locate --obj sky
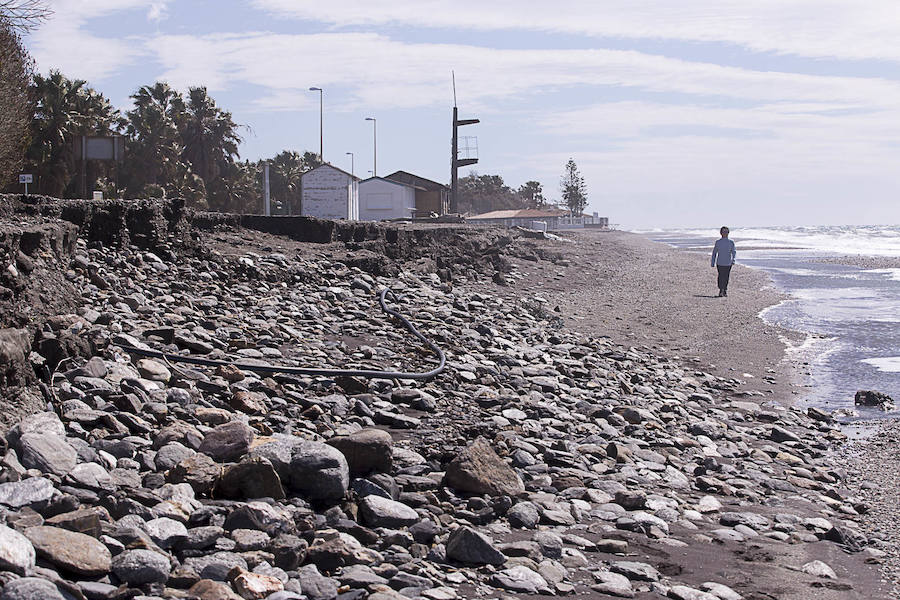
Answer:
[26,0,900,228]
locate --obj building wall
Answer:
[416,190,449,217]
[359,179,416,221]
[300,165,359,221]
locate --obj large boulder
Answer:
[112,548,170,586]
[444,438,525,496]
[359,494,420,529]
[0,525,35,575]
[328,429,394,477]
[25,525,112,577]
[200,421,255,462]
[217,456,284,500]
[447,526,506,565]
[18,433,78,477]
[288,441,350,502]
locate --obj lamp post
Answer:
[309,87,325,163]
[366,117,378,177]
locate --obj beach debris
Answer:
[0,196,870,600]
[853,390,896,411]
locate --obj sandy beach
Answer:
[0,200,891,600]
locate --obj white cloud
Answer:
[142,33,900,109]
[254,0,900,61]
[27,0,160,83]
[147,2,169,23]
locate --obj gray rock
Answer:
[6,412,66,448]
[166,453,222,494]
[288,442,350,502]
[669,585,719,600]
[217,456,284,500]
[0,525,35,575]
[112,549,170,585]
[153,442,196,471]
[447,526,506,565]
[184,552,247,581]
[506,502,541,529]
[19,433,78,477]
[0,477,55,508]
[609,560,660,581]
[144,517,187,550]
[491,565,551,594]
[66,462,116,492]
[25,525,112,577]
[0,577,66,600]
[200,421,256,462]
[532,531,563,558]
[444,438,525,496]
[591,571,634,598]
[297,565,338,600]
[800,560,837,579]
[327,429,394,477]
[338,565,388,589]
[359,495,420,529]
•••
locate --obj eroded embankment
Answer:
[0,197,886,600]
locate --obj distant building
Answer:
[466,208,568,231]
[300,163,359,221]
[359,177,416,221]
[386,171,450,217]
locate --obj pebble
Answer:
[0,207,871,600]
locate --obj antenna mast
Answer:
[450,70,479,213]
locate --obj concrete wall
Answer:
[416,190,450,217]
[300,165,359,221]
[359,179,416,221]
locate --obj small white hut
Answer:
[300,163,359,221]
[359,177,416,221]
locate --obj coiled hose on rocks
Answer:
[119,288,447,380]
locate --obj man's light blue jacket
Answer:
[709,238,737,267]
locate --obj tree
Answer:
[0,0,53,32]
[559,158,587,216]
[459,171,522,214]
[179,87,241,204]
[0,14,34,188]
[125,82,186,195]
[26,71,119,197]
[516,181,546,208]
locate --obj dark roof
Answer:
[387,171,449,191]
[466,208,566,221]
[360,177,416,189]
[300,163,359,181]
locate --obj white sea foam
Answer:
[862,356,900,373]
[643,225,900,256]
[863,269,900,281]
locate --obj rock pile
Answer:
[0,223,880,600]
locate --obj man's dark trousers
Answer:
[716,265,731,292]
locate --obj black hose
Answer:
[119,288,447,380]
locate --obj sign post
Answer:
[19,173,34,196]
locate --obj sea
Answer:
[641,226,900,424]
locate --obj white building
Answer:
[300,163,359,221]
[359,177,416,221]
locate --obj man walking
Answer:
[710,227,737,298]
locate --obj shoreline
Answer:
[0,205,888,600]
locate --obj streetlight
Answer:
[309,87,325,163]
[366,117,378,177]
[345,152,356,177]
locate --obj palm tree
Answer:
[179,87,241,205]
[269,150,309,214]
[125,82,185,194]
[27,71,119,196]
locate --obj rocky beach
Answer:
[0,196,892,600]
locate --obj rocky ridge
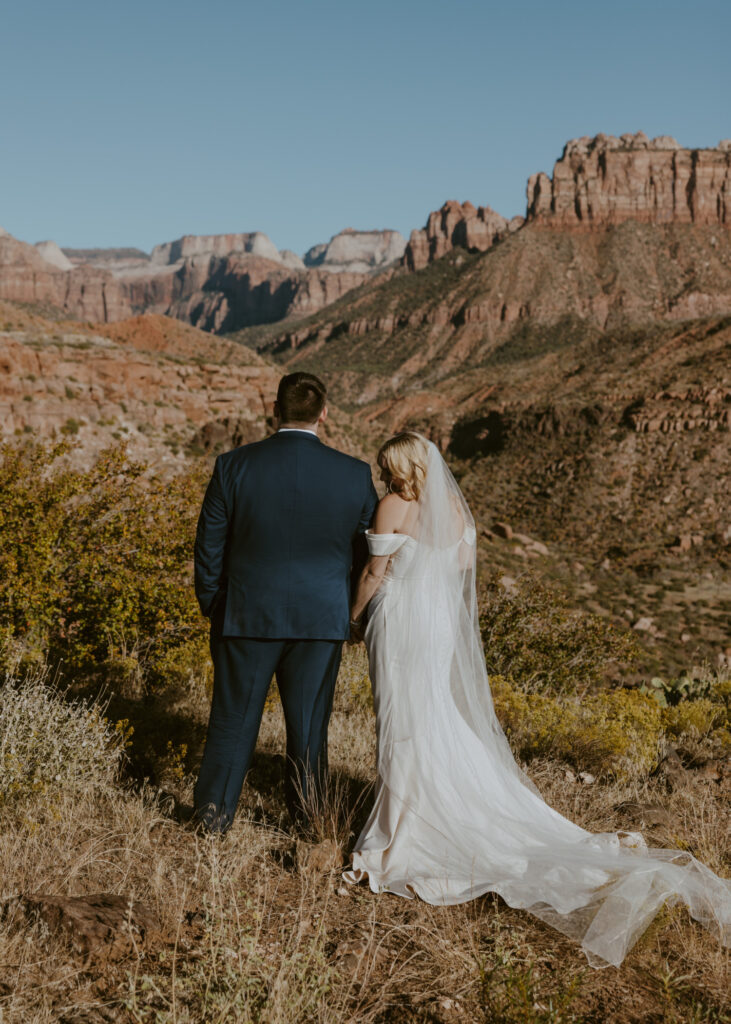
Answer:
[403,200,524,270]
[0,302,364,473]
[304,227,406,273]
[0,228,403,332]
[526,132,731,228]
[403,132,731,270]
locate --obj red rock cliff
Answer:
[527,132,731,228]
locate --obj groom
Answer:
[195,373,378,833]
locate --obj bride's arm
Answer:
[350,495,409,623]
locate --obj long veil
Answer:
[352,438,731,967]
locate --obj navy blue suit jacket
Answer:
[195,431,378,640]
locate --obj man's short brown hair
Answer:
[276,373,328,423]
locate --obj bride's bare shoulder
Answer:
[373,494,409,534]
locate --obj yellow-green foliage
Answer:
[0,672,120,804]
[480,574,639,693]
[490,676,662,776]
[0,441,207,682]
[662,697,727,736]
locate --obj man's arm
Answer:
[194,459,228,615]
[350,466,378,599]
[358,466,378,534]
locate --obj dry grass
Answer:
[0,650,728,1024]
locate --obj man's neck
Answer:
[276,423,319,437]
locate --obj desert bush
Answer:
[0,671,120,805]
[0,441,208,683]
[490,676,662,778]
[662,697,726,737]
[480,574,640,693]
•••
◆ TO BE DONE
Convert the lines starting at the one containing "locate --obj lamp post" and ending at the one containing "[147,2,169,23]" into a JSON list of strings, one string per line, leaving out blank lines.

◆ TASK OUTPUT
[
  "locate --obj lamp post",
  "Answer:",
  "[309,87,325,163]",
  "[366,117,378,177]",
  "locate --obj beach debris",
  "Answer:",
  "[0,196,870,600]",
  "[853,390,896,411]",
  "locate --obj sandy beach",
  "Answer:",
  "[0,200,891,600]",
  "locate --obj white cloud",
  "Answer:",
  "[142,33,900,109]",
  "[254,0,900,61]",
  "[27,0,160,83]",
  "[147,2,169,23]"
]